To do
The material must be copied out exactly, line for line.
■ ■ ■
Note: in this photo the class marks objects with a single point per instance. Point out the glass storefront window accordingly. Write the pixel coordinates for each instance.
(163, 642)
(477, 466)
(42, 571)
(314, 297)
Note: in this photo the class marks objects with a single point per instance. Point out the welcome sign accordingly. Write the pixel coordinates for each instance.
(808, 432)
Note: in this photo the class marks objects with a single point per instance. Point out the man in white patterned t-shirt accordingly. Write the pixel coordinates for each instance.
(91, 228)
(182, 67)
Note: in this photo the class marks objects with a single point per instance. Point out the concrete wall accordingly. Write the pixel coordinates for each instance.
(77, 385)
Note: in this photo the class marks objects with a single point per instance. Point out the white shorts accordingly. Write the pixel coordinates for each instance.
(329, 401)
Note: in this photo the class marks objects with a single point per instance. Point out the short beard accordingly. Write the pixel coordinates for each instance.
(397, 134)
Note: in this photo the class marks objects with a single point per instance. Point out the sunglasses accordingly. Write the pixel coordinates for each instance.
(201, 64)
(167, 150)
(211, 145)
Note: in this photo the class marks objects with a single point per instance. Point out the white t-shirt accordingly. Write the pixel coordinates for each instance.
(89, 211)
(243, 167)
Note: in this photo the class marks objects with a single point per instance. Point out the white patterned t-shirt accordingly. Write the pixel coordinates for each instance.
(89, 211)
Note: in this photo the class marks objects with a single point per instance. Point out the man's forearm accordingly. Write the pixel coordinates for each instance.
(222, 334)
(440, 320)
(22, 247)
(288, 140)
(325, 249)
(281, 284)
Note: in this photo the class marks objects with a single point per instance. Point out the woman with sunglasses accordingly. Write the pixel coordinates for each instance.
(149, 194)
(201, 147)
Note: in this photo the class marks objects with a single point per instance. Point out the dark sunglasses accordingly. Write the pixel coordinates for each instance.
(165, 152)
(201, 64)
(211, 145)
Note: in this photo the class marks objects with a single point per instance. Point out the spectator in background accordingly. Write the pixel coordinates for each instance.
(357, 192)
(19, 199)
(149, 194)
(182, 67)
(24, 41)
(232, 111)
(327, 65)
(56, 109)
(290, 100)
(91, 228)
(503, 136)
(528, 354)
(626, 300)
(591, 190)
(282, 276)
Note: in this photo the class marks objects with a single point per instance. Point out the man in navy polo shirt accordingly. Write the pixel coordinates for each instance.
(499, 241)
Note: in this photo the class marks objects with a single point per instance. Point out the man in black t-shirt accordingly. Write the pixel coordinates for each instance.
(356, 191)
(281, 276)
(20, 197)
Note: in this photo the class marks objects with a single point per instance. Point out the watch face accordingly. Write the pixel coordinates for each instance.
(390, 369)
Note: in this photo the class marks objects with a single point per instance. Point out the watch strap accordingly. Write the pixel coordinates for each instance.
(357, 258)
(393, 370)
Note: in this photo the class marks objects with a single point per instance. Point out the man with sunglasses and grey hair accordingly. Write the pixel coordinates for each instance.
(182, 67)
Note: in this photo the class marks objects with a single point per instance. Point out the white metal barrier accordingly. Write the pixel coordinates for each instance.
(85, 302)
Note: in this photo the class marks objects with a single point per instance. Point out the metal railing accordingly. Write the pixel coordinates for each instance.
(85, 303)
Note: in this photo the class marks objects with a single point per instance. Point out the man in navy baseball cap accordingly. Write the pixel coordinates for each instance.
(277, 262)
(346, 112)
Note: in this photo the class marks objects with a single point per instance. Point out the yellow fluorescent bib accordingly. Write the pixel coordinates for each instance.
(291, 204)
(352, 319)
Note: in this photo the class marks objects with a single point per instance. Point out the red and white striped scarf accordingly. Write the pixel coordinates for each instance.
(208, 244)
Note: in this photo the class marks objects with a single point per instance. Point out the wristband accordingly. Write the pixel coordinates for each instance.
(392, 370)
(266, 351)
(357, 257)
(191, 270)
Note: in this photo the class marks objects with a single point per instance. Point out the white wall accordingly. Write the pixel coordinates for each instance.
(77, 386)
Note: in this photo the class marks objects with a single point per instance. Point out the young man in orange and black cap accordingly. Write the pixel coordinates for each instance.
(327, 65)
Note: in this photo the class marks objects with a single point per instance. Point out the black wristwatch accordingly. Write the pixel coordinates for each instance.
■ ■ ■
Solution below
Note: in this photo the class marks objects with a single point per instance. Point out the glass storefront window accordingly. Write the pixel coordinates for each instance.
(163, 642)
(477, 466)
(42, 571)
(314, 297)
Note: in this photo the class marks objects with a single point per instance. Point out the welcome sign accordingly. Write the pixel coordinates for each instance.
(808, 432)
Note: in this photo the class marks objects with a single point per instance. Point out the man in white patterned t-shirt accordingly. Write the pixel coordinates for each instance.
(91, 228)
(182, 67)
Note: in this photo the class marks objects with a single point per instance. Point out the concrete wall accordingly. Write the pixel coordinates for each instance.
(77, 385)
Note: in this photo the class marks objects with a single point per instance. Point out the white shorts accordingly. Write the pixel coordinates for each instance.
(329, 401)
Note: in this photo the class marks objects with a single point per instance. Point out the short beard accordingly. Write the pixel coordinates for each instance.
(397, 134)
Note: in this photo the class marks objects with a single point per instance. Point out the sunglasses accordingly. Write the pixel coordinates for each instance.
(201, 64)
(167, 150)
(211, 145)
Note: in this photo the class marks objects with a single point per instance. Point out the white t-shirt accordingly. Write the pixel coordinates for each instance.
(89, 211)
(243, 167)
Note: in this photo the class marks objects with a single point per instance. Point out the white patterned t-shirt accordingly. Write the pixel coordinates for each instance.
(89, 211)
Note: in this photo the class marks objects with a single point per instance. Point out the man's forearm accordingly. Write the pixel coordinates for each instance.
(222, 334)
(440, 320)
(22, 247)
(288, 140)
(325, 249)
(281, 284)
Note: in this photo the class marks objects with a single point per instance. Point out the woman with sunglasses accordingly. Write the pixel coordinates for each instance.
(149, 194)
(201, 147)
Note: in this photo the class marks objects with a single point per instance. Point out the dark sunglasses accordingly. Write the pixel coordinates for each instance.
(165, 152)
(201, 64)
(211, 145)
Note: in this photo the class marks objects with a single point per instance. Point out the spectator in background accordingly. Write the pixel coordinates for each instance.
(357, 192)
(19, 199)
(149, 194)
(182, 67)
(24, 41)
(232, 111)
(327, 65)
(56, 109)
(290, 100)
(91, 228)
(503, 136)
(528, 354)
(626, 300)
(591, 190)
(282, 276)
Note: in this photo the class marks objects with a single point per instance. Point out the man in navy polo shirt accordingly. Write the pixel coordinates for each instance.
(499, 241)
Note: in this photo the class marks objects with a single point per instance. Point out the man in black t-shirt accordingly. Write the pixel coordinates for each instance.
(356, 191)
(281, 276)
(20, 197)
Note: in this photo the class marks objects with a single point per instance. Point out the watch face accordingly. Write the pixel coordinates for each instance.
(390, 369)
Note: in this photo the class marks objects with a single point per instance. Point out the watch strap accordingly. Write the pixel coordinates for each instance.
(357, 258)
(393, 370)
Note: in this photo the class marks objects with a single point per instance. Point out the man with sunglasses and grey hair accordingly. Write the pixel coordinates for each instance.
(182, 67)
Note: in this photo the class marks objects with a single point per instance. Point out the white metal barrier accordingly. Write the pixel coordinates for each instance.
(85, 302)
Note: in this photo the class marks objects with a single point per instance. Point out the metal railing accordingly. Write the pixel coordinates for each instance.
(85, 303)
Note: in this photo the class marks objects with a single point per instance. Point out the man in navy baseball cap accordingly. Write the pixel coordinates for each instance.
(277, 262)
(346, 112)
Note: in this photo the class marks objects with a single point per instance. Point out the yellow fluorescent bib accordingly. Write the pixel coordinates for each instance.
(291, 204)
(352, 319)
Note: in this photo the class marks objects with a single point per instance. Point out the red and white striped scarf accordingly. Write the pixel coordinates for each instance.
(208, 244)
Note: in this photo the class marks objects with a single point per instance. Point out the wristband accordingly. Write the pixel coordinates for each instance.
(392, 370)
(266, 351)
(357, 257)
(191, 270)
Note: in this photo the class marks objects with a single point per instance. Point out the white wall accordingly. Write the pixel coordinates for each instance.
(77, 386)
Note: in this photo the class marks objects with a single point per instance. Point out the young man in orange and black cap accordingly. Write the pixel coordinates for each instance.
(327, 65)
Note: in this photo the class marks objects with a single point per instance. Point out the black wristwatch accordingly. Write the pixel coordinates for each instance.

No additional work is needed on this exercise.